John Szabo’s Vintages Preview for April 14th: Setting the record straight on Sustainable/Organic/Biodynamic wine; Top Ten Smart Buys
What is Eco-Friendly Wine? April 14th sees another batch of wines hit LCBO Vintages shelves, with a spotlight on Argentina and “Top-Quality, Eco-friendly wines”. The former theme features a largely lackluster range of oaky and over ripe malbecs and cabernets, with an exception or two, while the latter theme drew my attention for its ambiguity. What does ‘eco-friendly’ mean today? Between the various designations of sustainable, organic, biodynamic, fair trade, natural and whatever else I’ve missed, I thought I’d check into some details, and give you the benefit of informed consumption.
Top Ten Smart Buys
But first, some highlights from the top ten smart buys. While I usually try to keep selections under $25, every so often a wine in the ‘premium’ price segment attracts attention for its super premium quality, making it a smart buy. Such is the case with the 2010 Hamilton Russell Chardonnay, South Africa ($31.95). For those who have been following South Africa’s wine scene, this won’t be a surprise. Tim Hamilton Russell first purchased the property back in 1975, after a dedicated search for the right cool climate site. He fell upon the then unknown Hemel-en-Aarde Valley, one of the southernmost vineyard regions in the Cape winelands, almost within sight of the old fishing village of Hermanus and the meeting point of the Indian, Southern and Atlantic Oceans.
Tim’s son Anthony, who took over in 1991, has since narrowed the range of grapes to just pinot noir and chardonnay, grown on 52 hectares of stony, clay-rich, shale-derived soil. The results have been consistently fine wine, always among South Africa’s most elegant expressions. The 2010 is a wine of real class, seamlessly blending new world density and richness with old world crispness and vibrancy, hemmed in by subtle wood treatment. In future vintages, a part of this wine will be fermented in small clay amphorae, fired by a local potter, after several years of experimentation with positive results. More to look forward too.
####################
Written exercise>
Continue the Vintages wine preview from its last sentence.

Supplied information>
####################
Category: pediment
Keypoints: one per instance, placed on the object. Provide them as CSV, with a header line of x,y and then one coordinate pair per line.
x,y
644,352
####################
The reply>
Closer to home and worth a look is the 2010 Featherstone Canadian Oak Chardonnay, Niagara Peninsula ($21.95). Sustainably farmed (more on this later), wild yeast-fermented and aged in Canadian oak (grown along the Grand River in Brantford. Ontario), this is one of the finest releases from the estate. It has a widely appealing, creamy texture and perfectly ripe orchard fruit flavours, alongside nicely integrated wood.
Over to red and the 2005 Coto de Imaz Reserva, Rioja ($19.95), a fully mature treat from Spain’s most historic table wine region, where they kindly do all of the ageing for you. The silky texture will beguile as you enjoy a wonderful range of red berry, brown spice, vanilla and toasted coconut flavours.
Still in the Spanish idiom but sourced in the former colonies are two excellent sub-$16 reds: 2009 Tamaya Reserva, Limarì Valley ($15.95) and the 2009 Carinae Reserva Malbec, Mendoza ($15.95). I’ve written plenty of positive things about Chile’s Limarì Valley in general and Viña Tamaya in particular, founded by René Merino in 1999, (who’s also currently president of the Wines of Chile trade association). So there was little surprise but plenty of pleasure from another fine release. Tamaya specializes in blends, and this malbec-cab-syrah cuvee is a model of purity, with the hallmark florality and minerality of the region and juicy, dangerously drinkable appeal.
Across the Andes in Mendoza, at about the same time as Merino was planting his first vines in the Limarì, Brigitte and Philippe Subra arrived from France. Five years later they launched their dream project, Carinae Viñedos and Bodega, having acquired several parcels of old vine malbec, the youngest of which are around 85 years old, in prime Mendoza vineyard areas. The old vine richness and concentration comes across in this exceptional value, the smartest buy of the Argentine feature in my view.
As you suspected, varying definitions co-exist in the world of eco-friendly wine, part of the larger green washing movement sweeping across many industries. Some of the designations are quantifiable and certifiable, others are about as clear as unfined, unfiltered wine. I’m not suggesting that it’s all a sinister world of sleight-of-hand and subterfuge to get people to buy more and spend more on wine, though that’s certainly part of it. But the net result is consumer confusion.
Sadly, the scope of the subject is worthy of a dissertation, not a wine e-report, so I can’t possibly cover it all, but here is a list of some common designations and a hint at what they mean to you, your fellow citizens, and the planet.
Sustainable Wine: there is no legal definition of sustainability in the wine industry, though the common points considered in several different codes are the three “E”s: environment, economic viability and equality (among workers/community). Several countries and regional associations, and even individual companies, are in the process of defining, or have already defined, the details of their own sustainability code.
For example, the Wines of Chile Sustainability Code was developed “specifically for the Chilean wine industry to set standards and provide a tool for measuring various sustainable practices throughout the entire winemaking value chain and comprises a set of initiatives and projects that aim to guide the industry toward sustainability. The Code addresses the wine sector’s needs for practices with respect to the environment, social responsibility, and economic viability associated practices in three areas – Vineyard, Winery, and Community, and provides a Checklist of control points to be evaluated per area and a Manual with recommendations for each control point”.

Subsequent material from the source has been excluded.